WRITTEN REQUEST 1:
Reproduce the whole Bay Area luxury housing article below, keeping every word and mark unchanged.

Wednesday, February 21, 2007

Bay Area Luxury Housing Hot

In the $1 million-plus market: `plenty of buyers,' not enough houses

Bay Area luxury-home prices were up 1.5 percent in the fourth quarter of 2006 compared with a year earlier. However, they dropped 1.5 percent from the previous three months, according to a report released today by First Republic Bank.

According to the banks' Prestige Home Index, the average price of a luxury home was $2.92 million -- or, to put it simply, a lot more than most of us can afford. The banks' survey considers home prices in the Bay Area's ritzier communities, specifically: Alamo, Atherton, Belvedere, Danville, Healdsburg, Hillsborough, Lafayette, Los Altos, Los Gatos, Mill Valley, Moraga, Orinda, Palo Alto, Piedmont, Portola Valley, Ross, St. Helena, San Francisco, Saratoga, Sonoma, Tiburon and Woodside.

SUPPLIED RECORDS:
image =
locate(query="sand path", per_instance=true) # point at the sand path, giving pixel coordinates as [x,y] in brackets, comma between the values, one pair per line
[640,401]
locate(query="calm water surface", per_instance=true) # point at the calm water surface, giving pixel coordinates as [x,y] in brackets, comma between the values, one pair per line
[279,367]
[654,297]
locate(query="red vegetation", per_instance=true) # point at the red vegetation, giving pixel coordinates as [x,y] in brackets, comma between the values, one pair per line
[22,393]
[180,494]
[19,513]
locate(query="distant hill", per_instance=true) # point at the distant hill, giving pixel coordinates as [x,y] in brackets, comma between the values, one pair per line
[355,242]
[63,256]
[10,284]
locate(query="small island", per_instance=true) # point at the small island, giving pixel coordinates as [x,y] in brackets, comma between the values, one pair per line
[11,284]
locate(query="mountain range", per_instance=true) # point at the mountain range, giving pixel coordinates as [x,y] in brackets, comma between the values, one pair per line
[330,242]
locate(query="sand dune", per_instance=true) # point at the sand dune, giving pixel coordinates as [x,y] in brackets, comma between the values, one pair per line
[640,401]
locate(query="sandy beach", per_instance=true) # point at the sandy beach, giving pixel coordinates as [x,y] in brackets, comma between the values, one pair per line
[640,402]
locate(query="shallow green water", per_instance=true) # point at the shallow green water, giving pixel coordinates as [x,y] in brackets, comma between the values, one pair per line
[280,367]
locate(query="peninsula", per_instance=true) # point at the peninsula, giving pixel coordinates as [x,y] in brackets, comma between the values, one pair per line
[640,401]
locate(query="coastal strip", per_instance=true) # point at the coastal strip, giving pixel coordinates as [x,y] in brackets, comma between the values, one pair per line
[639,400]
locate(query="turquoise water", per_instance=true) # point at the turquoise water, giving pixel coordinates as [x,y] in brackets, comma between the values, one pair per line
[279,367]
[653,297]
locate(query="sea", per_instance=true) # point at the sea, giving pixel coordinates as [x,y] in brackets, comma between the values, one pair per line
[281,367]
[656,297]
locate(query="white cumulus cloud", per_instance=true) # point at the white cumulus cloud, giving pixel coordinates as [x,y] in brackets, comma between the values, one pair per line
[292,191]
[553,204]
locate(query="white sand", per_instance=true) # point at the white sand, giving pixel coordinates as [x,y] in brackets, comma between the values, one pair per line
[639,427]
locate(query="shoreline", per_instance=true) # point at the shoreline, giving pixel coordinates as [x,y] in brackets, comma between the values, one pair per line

WRITTEN REQUEST 2:
Collect every line of the listing above that contains the word "water".

FULL ANSWER 1:
Wednesday, February 21, 2007

Bay Area Luxury Housing Hot

In the $1 million-plus market: `plenty of buyers,' not enough houses

Bay Area luxury-home prices were up 1.5 percent in the fourth quarter of 2006 compared with a year earlier. However, they dropped 1.5 percent from the previous three months, according to a report released today by First Republic Bank.

According to the banks' Prestige Home Index, the average price of a luxury home was $2.92 million -- or, to put it simply, a lot more than most of us can afford. The banks' survey considers home prices in the Bay Area's ritzier communities, specifically: Alamo, Atherton, Belvedere, Danville, Healdsburg, Hillsborough, Lafayette, Los Altos, Los Gatos, Mill Valley, Moraga, Orinda, Palo Alto, Piedmont, Portola Valley, Ross, St. Helena, San Francisco, Saratoga, Sonoma, Tiburon and Woodside.

FULL ANSWER 2:
locate(query="calm water surface", per_instance=true) # point at the calm water surface, giving pixel coordinates as [x,y] in brackets, comma between the values, one pair per line
locate(query="shallow green water", per_instance=true) # point at the shallow green water, giving pixel coordinates as [x,y] in brackets, comma between the values, one pair per line
locate(query="turquoise water", per_instance=true) # point at the turquoise water, giving pixel coordinates as [x,y] in brackets, comma between the values, one pair per line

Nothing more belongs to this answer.